*** Task input Section Begins ***

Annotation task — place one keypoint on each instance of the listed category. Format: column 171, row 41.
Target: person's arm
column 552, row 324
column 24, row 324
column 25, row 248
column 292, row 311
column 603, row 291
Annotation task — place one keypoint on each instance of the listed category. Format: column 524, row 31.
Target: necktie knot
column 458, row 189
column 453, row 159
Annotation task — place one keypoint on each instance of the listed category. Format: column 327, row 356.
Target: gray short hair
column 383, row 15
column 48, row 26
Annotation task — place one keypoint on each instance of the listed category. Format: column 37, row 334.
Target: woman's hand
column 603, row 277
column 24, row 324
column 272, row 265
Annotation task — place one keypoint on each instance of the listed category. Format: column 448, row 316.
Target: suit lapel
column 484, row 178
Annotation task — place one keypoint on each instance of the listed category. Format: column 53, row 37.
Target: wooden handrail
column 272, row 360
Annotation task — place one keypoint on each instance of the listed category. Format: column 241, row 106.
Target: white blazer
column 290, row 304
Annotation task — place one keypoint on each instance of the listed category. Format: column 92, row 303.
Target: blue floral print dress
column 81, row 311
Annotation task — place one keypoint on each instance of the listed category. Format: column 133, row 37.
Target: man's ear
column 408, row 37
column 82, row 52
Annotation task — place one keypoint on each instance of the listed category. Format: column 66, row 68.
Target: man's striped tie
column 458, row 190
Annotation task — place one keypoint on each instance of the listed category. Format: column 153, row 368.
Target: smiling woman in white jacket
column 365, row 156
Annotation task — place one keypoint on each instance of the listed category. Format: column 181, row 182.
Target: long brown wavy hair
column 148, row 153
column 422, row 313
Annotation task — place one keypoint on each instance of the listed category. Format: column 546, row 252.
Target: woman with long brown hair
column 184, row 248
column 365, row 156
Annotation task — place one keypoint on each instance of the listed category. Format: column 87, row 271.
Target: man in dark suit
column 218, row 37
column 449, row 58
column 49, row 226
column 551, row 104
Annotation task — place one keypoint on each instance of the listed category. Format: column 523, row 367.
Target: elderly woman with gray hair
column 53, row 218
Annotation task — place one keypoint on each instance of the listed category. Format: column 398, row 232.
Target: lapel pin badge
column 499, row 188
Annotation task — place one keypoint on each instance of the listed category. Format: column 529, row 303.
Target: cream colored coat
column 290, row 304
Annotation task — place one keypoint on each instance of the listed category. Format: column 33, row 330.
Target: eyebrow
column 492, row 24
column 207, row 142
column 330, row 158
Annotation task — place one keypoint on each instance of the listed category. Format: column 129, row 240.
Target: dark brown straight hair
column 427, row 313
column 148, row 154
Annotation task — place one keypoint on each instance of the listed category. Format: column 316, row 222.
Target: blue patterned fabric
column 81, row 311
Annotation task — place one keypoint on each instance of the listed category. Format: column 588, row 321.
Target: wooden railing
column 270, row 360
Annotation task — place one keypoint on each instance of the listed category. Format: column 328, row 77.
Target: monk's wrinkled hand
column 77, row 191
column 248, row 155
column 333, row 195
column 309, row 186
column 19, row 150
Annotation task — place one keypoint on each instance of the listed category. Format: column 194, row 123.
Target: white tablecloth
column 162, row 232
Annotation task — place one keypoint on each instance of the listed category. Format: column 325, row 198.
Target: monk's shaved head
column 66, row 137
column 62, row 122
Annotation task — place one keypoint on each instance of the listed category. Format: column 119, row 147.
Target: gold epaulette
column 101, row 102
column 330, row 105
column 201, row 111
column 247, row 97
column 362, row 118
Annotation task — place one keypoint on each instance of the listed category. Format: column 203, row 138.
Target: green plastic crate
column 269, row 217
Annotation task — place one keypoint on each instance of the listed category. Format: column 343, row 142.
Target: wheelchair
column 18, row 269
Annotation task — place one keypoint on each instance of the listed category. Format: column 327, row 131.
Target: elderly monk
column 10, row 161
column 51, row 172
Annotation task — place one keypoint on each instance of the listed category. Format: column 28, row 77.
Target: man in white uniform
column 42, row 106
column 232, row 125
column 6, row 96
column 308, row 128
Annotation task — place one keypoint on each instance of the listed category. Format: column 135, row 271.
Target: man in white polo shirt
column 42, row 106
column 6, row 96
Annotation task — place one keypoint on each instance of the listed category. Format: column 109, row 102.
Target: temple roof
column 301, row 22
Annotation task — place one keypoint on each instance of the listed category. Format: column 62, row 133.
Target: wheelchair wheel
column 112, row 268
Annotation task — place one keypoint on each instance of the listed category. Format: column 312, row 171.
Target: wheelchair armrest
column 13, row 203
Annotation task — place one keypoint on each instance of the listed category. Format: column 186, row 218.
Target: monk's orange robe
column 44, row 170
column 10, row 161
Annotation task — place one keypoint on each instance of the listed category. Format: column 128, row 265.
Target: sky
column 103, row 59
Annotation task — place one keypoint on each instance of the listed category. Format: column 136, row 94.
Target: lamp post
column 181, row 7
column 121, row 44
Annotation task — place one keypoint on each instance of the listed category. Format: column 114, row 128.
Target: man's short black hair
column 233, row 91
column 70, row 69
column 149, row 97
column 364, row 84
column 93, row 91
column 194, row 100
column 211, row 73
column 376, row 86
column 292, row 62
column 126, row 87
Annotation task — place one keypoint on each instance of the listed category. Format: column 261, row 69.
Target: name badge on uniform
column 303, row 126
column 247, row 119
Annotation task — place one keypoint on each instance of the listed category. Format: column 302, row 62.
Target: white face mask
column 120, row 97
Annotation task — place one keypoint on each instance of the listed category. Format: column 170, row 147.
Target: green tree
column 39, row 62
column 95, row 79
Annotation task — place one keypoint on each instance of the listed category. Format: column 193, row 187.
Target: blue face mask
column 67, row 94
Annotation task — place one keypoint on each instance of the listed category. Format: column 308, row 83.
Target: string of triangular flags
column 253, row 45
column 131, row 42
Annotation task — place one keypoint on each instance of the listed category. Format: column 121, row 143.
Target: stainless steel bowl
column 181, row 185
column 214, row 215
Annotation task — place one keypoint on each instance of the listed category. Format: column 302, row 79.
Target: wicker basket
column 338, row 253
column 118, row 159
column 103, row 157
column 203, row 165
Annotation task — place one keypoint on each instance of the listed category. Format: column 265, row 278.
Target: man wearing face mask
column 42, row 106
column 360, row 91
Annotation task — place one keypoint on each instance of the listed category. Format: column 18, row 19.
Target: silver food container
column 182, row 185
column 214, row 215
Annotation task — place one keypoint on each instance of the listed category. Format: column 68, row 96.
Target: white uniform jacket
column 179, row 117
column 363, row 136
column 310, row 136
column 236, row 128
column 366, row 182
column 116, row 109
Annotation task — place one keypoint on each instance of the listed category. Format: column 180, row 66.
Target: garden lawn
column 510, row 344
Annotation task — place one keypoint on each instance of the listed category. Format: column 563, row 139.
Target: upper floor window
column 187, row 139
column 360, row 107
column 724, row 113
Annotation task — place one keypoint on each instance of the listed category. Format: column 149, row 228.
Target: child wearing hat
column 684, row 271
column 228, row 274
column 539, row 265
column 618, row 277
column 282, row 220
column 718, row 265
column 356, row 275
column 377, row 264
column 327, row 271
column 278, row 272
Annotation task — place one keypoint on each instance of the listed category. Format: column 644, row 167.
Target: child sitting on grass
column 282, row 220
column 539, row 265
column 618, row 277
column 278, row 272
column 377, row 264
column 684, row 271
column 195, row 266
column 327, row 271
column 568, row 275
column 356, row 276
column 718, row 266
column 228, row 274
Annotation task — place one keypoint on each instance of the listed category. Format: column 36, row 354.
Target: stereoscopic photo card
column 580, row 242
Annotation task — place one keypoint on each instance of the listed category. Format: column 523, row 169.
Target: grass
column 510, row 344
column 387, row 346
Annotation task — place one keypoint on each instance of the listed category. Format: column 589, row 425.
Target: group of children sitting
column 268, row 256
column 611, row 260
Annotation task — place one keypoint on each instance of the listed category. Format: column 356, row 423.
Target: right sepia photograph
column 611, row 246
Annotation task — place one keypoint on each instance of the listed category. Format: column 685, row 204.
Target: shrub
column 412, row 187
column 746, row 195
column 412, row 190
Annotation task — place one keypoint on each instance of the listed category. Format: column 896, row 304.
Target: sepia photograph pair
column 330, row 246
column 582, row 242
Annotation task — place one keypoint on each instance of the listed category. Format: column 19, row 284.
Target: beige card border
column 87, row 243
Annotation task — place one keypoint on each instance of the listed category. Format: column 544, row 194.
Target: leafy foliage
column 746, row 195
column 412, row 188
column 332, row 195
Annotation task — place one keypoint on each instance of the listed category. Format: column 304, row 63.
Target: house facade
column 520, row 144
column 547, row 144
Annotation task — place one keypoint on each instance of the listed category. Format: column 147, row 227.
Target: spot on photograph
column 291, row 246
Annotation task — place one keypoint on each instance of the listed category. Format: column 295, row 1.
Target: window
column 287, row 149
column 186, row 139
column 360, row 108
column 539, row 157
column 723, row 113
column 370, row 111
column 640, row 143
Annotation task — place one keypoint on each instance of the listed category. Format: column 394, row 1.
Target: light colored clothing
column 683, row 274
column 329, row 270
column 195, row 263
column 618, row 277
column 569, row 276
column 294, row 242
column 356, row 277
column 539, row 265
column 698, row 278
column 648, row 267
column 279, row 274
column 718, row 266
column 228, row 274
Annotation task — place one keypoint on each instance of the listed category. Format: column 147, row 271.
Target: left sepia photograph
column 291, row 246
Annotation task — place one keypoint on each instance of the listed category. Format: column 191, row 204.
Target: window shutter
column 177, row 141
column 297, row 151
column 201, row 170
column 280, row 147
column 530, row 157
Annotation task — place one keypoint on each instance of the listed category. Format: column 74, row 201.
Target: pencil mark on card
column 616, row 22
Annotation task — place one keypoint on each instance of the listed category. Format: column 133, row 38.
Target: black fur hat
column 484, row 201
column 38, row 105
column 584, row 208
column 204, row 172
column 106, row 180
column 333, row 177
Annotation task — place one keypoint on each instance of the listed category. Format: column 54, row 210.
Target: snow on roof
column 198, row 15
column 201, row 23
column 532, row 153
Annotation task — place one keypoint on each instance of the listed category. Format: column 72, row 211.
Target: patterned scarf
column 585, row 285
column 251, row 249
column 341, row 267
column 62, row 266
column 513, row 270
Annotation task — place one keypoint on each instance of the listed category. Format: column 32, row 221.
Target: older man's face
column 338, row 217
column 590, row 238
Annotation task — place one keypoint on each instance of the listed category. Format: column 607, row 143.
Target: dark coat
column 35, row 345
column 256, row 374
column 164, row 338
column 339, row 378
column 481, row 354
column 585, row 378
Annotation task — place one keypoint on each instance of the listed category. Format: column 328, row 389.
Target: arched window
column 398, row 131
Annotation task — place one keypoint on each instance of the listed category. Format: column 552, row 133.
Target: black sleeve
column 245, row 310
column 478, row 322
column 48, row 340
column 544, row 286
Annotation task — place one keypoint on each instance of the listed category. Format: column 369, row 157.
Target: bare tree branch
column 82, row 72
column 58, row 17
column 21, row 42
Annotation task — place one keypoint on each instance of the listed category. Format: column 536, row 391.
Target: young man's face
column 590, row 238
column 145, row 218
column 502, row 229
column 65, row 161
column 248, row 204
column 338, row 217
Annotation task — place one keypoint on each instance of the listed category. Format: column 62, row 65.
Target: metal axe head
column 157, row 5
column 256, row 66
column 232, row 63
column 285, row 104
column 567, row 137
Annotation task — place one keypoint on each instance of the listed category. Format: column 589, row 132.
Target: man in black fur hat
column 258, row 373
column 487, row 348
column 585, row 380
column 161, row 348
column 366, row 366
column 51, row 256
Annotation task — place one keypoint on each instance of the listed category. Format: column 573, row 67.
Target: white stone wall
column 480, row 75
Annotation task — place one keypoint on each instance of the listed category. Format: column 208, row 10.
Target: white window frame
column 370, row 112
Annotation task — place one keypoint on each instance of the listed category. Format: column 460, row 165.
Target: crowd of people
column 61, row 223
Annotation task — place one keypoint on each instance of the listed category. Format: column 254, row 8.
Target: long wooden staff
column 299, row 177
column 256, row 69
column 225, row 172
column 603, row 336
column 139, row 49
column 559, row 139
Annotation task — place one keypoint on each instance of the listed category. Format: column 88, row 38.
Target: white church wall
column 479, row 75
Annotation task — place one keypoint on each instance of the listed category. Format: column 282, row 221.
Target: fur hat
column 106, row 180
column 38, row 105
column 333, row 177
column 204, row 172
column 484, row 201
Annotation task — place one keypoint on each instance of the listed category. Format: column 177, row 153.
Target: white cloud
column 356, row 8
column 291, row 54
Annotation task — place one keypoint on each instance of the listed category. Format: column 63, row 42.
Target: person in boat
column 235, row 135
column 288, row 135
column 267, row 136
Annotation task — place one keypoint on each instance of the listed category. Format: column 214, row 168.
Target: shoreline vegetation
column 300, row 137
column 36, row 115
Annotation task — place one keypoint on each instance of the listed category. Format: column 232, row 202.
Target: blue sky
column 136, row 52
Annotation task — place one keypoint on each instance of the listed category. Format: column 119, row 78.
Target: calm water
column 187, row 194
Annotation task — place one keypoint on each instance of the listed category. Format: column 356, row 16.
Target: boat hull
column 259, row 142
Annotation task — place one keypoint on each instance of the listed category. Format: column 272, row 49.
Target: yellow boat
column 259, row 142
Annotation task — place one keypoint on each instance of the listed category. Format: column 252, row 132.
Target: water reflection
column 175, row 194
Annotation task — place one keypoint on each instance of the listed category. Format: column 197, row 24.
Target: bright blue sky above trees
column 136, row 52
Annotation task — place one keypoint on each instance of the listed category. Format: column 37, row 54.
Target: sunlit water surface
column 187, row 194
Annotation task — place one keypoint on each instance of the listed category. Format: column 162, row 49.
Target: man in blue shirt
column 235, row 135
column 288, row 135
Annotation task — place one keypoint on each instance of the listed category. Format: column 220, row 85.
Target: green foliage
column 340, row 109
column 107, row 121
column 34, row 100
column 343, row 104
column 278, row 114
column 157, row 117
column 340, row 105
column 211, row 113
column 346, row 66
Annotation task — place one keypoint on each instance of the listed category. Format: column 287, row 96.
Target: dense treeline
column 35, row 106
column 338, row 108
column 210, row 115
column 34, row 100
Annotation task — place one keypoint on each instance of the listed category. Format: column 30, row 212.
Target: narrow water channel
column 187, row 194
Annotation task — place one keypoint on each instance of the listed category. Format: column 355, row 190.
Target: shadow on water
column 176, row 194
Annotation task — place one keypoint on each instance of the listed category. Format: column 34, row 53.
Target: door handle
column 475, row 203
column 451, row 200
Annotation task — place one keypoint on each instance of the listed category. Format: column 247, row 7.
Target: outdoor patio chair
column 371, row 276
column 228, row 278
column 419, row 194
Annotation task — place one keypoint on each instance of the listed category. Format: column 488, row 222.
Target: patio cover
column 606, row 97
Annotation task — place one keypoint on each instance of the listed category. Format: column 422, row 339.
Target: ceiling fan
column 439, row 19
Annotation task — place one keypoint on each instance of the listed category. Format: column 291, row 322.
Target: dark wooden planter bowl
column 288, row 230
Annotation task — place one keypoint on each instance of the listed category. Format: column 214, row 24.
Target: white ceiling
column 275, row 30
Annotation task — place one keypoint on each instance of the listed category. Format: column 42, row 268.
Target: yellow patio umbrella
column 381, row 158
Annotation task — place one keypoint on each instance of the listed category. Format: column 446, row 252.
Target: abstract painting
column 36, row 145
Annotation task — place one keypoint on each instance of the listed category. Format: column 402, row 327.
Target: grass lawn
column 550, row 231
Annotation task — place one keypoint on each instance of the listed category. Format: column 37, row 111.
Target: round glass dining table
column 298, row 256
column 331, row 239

*** Task input Section Ends ***

The output should be exactly the lines above from the line containing "92, row 303." to the line containing "87, row 271.", inclusive, with no other lines.

:: Answer section ::
Annotation task — place one keypoint on each instance of the listed category. Format: column 92, row 303.
Target: blue floral print dress
column 81, row 311
Annotation task — place one keypoint on each instance of the listed category. Format: column 133, row 37.
Target: man's ear
column 408, row 37
column 82, row 52
Annotation task — place one keypoint on each instance of the listed category. Format: column 66, row 68.
Target: man's striped tie
column 458, row 190
Annotation task — place one keypoint on each instance of the listed category. Format: column 153, row 368.
Target: smiling woman in white jacket
column 365, row 156
Annotation task — place one keypoint on each instance of the listed category. Format: column 181, row 182.
Target: long brown wavy hair
column 148, row 153
column 422, row 313
Annotation task — place one keypoint on each instance of the listed category. Format: column 546, row 252.
Target: woman with long brown hair
column 184, row 248
column 365, row 156
Annotation task — place one keypoint on each instance of the listed category. Format: column 87, row 271.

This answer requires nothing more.